* start *

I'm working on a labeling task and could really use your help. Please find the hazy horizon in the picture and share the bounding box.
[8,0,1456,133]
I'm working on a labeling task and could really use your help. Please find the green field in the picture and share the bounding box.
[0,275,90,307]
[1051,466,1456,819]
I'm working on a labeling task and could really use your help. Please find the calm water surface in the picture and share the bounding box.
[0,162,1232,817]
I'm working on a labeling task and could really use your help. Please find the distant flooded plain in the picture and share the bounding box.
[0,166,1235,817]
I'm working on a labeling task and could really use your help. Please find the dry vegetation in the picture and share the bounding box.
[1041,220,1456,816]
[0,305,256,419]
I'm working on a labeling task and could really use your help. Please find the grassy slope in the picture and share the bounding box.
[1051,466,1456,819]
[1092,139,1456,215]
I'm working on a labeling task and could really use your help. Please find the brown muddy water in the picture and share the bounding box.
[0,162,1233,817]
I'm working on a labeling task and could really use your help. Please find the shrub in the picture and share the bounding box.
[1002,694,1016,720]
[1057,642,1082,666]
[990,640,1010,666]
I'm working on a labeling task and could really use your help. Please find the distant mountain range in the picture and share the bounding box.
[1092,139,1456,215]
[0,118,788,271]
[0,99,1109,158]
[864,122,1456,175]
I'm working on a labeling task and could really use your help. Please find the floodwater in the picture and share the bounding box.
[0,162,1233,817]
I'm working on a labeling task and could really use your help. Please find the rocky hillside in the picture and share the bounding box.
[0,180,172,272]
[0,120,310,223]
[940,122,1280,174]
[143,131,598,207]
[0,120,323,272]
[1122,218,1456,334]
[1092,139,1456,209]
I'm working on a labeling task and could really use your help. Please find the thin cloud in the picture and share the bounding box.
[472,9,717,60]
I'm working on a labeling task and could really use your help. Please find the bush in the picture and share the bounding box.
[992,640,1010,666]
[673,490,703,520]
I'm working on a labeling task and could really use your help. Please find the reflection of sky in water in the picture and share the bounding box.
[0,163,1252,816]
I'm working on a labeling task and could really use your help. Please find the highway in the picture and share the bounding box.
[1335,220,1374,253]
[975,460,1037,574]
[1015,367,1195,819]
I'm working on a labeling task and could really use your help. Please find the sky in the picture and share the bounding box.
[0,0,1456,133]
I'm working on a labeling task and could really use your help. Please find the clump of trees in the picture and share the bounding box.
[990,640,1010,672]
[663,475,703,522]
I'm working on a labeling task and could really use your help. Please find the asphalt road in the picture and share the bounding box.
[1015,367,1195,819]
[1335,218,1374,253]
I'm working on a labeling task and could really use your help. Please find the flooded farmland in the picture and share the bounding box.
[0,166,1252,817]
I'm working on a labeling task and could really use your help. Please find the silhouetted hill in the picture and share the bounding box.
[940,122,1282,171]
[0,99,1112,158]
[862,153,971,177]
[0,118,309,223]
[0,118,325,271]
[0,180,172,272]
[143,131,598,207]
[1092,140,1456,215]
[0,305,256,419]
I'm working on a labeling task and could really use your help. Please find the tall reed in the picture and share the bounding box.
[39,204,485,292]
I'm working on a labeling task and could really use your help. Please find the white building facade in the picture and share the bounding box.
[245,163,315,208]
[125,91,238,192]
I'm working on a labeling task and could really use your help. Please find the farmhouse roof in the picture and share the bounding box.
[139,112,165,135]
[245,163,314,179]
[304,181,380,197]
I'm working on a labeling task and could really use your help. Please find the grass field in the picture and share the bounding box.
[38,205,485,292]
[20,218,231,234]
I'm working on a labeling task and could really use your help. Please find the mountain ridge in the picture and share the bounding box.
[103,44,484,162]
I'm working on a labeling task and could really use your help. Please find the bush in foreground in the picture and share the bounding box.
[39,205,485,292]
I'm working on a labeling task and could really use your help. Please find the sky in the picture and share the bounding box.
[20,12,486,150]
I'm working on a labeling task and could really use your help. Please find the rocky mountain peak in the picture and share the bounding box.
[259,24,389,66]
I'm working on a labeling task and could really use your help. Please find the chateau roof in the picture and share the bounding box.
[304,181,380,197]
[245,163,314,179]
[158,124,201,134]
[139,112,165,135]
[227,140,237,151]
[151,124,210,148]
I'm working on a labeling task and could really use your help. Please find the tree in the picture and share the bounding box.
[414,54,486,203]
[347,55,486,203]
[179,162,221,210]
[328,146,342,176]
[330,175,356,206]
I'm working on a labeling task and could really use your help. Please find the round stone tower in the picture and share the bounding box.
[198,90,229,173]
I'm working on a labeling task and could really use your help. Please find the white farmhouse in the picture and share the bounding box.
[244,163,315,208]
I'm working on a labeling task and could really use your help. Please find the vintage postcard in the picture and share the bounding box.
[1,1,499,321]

* end *

● What you need to do
Copy out all of the lines above word for word, with nothing added, dropped, or changed.

● Task solution
I'm working on a labeling task and could really use your help. Please find the hazy horizon in the picture and share the bounding box.
[8,0,1456,133]
I'm working on a labeling task and could really use your help. Please find the green field in the picture and share the bounding box.
[0,275,90,307]
[1051,466,1456,819]
I'm working on a labeling task and could really use your help. Please find the calm water surface in the picture and share the bounding box.
[0,162,1232,817]
I'm working on a labeling task and could really use your help. Please find the distant flooded plain in the picture and share the bounding box.
[0,166,1235,817]
I'm working on a labeling task and could really use your help. Please find the dry vegetation in the picture and share the bounding box.
[1041,220,1456,816]
[0,305,256,419]
I'm working on a labeling task and could really use your help. Please find the grassy slope in the picture and share the bounding box.
[1051,466,1456,819]
[1092,139,1456,215]
I'm working on a labeling task and could really use your help. Please find the brown muddy water in the picture and share the bounding box.
[0,162,1233,817]
I'm working on a labeling task and could really use your help. Please find the shrub in the picture and share the bounding box.
[1002,694,1016,720]
[1057,642,1082,666]
[990,640,1010,666]
I'm working on a labeling task and could really use your help. Please find the distant mountain range in the picture and share the bounding box.
[1092,139,1456,215]
[0,118,788,271]
[0,99,1109,158]
[864,122,1456,175]
I'm working on a labeling task and could really use your help. Please find the floodwater in the picture and share the bounding box.
[0,162,1233,817]
I'm working on a labeling task and could really use your help. Please find the rocky hillside in the picture and share the bounding box.
[0,180,172,272]
[0,120,310,223]
[940,122,1280,174]
[143,131,598,207]
[0,120,323,272]
[1122,218,1456,334]
[1092,139,1456,209]
I'm working on a labeling task and could really use your help. Please find the thin cloud in the picture and share the bounding box.
[472,9,717,60]
I'm working on a labeling task and could really use your help. Please find the bush in the picture and share the bounding box.
[992,640,1010,666]
[673,490,703,520]
I'm working on a labeling task and could really use your help. Please find the reflection of sky in water in the picture and share the bounding box.
[0,163,1252,816]
I'm working on a labeling task and could really use your help. Please find the highway in the picture and share the bounding box.
[1335,220,1374,253]
[975,460,1037,574]
[1015,367,1195,819]
I'm working on a labeling task and could really use your help. Please find the sky in the picture and share the bounding box.
[0,0,1456,133]
I'm working on a labeling task and could really use your help. Please find the clump of trees in the picture and share the bounding box.
[990,640,1010,672]
[663,475,703,522]
I'm working on a labeling task and could really use your help. Please find the asphalt road in the picture and share the bounding box.
[1015,367,1195,819]
[1335,218,1374,253]
I'm working on a labeling task and could really use your help. Please find the flooded farmland in the picture and share the bounding box.
[0,166,1252,817]
I'm working on a labeling task and could really use your help. Please find the silhouetted hill in the picture and share the bounding box.
[940,122,1282,171]
[0,99,1112,158]
[862,153,971,177]
[0,118,309,223]
[0,118,325,271]
[0,180,172,272]
[143,131,598,207]
[1092,140,1456,215]
[0,305,256,419]
I'm working on a labeling task and could really use your help. Please find the tall reed in the picture and share the bounding box.
[39,204,485,292]
I'm working on a labeling task and could really use your help. Please find the white building facade in the picture and share the bounding box.
[245,163,315,208]
[125,91,238,192]
I'm working on a labeling task and could really use your help. Please find the farmhouse roof in the picture and share the bounding box.
[139,112,165,135]
[245,163,314,179]
[304,181,380,197]
I'm working on a labeling task and could really use your help. Please find the grass field in the picture and share the bounding box.
[38,205,485,292]
[20,218,231,234]
I'm working on a labeling task and could really use your help. Please find the mountain ridge in the picture and share the bounding box.
[103,44,484,162]
I'm working on a labeling task and could really use your help. Please find the bush in foreground in the picture and share the bounding box.
[39,205,485,292]
I'm working on a labeling task and could really use your help. Please find the sky in the picture and share the bounding box.
[20,12,486,150]
I'm working on a labeling task and could really use your help. Please find the rocky mountain peak in the picture and share the bounding box.
[259,24,389,66]
I'm working on a labeling task and could really use your help. Please find the chateau roof in the picture and share the bounding box.
[304,181,380,197]
[245,163,314,179]
[158,124,201,134]
[139,112,165,135]
[227,140,237,151]
[151,124,210,148]
I'm working on a labeling task and could really use your help. Please find the tree in the picture and share the bounding box.
[414,54,486,203]
[347,55,486,203]
[179,162,221,210]
[328,146,342,176]
[330,175,356,206]
I'm working on a labeling task and could really use your help. Please find the round stone tower in the picture and share the bounding box.
[198,90,229,173]
I'm working on a labeling task and could really use your help. Please find the white farmhouse in the picture and share the bounding box.
[244,163,315,208]
I'm working on a labeling task and could really use your help. Please find the vintage postcard in the picture and share the bounding box.
[1,1,499,321]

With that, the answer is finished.